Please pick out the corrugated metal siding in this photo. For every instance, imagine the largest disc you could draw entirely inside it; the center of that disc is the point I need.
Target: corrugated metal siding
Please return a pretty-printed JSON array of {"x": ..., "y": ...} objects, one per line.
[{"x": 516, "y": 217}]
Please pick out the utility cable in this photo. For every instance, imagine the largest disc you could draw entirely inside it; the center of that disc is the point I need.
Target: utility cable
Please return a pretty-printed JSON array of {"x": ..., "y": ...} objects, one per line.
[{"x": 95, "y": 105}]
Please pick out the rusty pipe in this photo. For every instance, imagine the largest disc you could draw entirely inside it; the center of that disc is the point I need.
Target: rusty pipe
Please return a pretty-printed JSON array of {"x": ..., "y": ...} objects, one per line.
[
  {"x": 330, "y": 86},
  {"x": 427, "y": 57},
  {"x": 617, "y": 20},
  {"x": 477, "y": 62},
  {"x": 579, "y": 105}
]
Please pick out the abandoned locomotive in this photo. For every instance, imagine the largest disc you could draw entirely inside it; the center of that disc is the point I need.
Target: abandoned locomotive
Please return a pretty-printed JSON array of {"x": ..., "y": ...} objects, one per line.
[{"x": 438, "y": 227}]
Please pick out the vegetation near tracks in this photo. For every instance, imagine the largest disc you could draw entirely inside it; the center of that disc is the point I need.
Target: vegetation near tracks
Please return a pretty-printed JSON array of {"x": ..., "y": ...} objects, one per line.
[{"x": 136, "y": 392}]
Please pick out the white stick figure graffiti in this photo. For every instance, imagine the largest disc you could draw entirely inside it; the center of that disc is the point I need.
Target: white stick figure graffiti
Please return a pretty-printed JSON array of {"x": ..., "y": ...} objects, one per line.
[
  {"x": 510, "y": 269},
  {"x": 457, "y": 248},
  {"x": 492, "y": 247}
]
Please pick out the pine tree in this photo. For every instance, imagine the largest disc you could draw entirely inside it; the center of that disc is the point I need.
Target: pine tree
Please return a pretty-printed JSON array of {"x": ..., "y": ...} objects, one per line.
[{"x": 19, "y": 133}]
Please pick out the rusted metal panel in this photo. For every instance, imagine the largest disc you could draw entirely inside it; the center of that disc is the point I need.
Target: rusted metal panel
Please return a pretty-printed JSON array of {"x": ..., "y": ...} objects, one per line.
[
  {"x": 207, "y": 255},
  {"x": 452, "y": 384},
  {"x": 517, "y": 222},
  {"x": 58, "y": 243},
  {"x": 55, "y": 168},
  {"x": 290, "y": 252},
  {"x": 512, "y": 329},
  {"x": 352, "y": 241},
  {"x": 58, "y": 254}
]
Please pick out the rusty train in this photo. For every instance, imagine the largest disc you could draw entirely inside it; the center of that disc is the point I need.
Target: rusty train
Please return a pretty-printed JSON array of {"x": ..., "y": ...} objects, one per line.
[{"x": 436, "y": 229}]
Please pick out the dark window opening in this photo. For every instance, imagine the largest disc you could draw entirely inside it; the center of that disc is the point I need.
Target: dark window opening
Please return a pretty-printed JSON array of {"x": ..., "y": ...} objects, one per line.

- Task details
Reproduce the material precisely, including every line.

- Task response
Please pick out the corrugated metal siding in this photo. For every instance, imagine the largest disc you could draw entirely inside it; the center of that disc is the point I need.
Target: corrugated metal siding
Please return a pretty-printed JSON array of {"x": ..., "y": ...} objects, one per line.
[{"x": 516, "y": 217}]
Please pick out the utility cable in this photo. For every instance, imagine the largest disc you could draw entirely inside it; the center of that disc is the point I need.
Target: utility cable
Please return a pretty-printed JSON array of {"x": ..., "y": ...} objects, one per line.
[{"x": 95, "y": 105}]
Please pick out the rusty pipe in this photo. For every instance, imagine the largest disc you could draw entirely inside it; the center of that disc is the point I need.
Target: rusty pipe
Please return a pretty-printed JSON array of {"x": ..., "y": ...} objects, one per line.
[
  {"x": 330, "y": 86},
  {"x": 427, "y": 57},
  {"x": 617, "y": 20},
  {"x": 477, "y": 62},
  {"x": 579, "y": 105}
]
Please pick out the abandoned locomotive in this photo. For every instance, imagine the largest disc you could draw entirely inside it; the center of that disc is the point I need.
Target: abandoned locomotive
Please return a pretty-printed JSON array of {"x": ..., "y": ...} objects, one per line.
[{"x": 438, "y": 227}]
Please pick out the vegetation near tracks in this photo. For every instance, imagine the largest disc you could draw entirely inside it; the center of that disc is the point I need.
Target: vegetation near tracks
Please return a pretty-printed JSON array of {"x": ..., "y": ...} objects, one per line.
[{"x": 136, "y": 392}]
Please pick out the white stick figure graffiti in this photo. For every instance, imagine the largest disc you could draw entirely inside it; the center of that disc is the point I need.
Target: white stick figure graffiti
Please return a pretty-printed JSON array of {"x": ..., "y": ...} objects, one per line.
[
  {"x": 510, "y": 269},
  {"x": 457, "y": 248},
  {"x": 492, "y": 247}
]
Please pick out the pine tree in this photo. For every instance, imagine the largest disc you could draw entirely inside it; the center of that disc is the point I need.
Target: pine tree
Please return a pretty-printed JSON array of {"x": ..., "y": ...} objects, one per line.
[{"x": 19, "y": 133}]
Please pick out the rusted metal panel in this photo. For every instance, imagine the largest disc you could draw entirely inside it; the center of that disc is the point I need.
Target: rusted metal panel
Please return a pretty-printed JSON array of {"x": ..., "y": ...} objects, one per line.
[
  {"x": 207, "y": 255},
  {"x": 452, "y": 384},
  {"x": 517, "y": 222},
  {"x": 58, "y": 243},
  {"x": 55, "y": 168},
  {"x": 290, "y": 252},
  {"x": 512, "y": 329},
  {"x": 352, "y": 241},
  {"x": 58, "y": 254}
]
Please pick out the rusty train in this photo. For every instance, imagine the largest disc you could draw entirely inside it; the center of that disc is the point I need.
Target: rusty train
Please return a pretty-printed JSON array of {"x": ..., "y": ...} objects, one per line.
[{"x": 436, "y": 229}]
Please pick out the dark window opening in this photo. For every instance, imagine the largest disc you could draw entirely inside it; the center of that disc is the point I need.
Target: dark window opening
Please return a pretty-printed JSON array of {"x": ..., "y": ...} objects, one per line.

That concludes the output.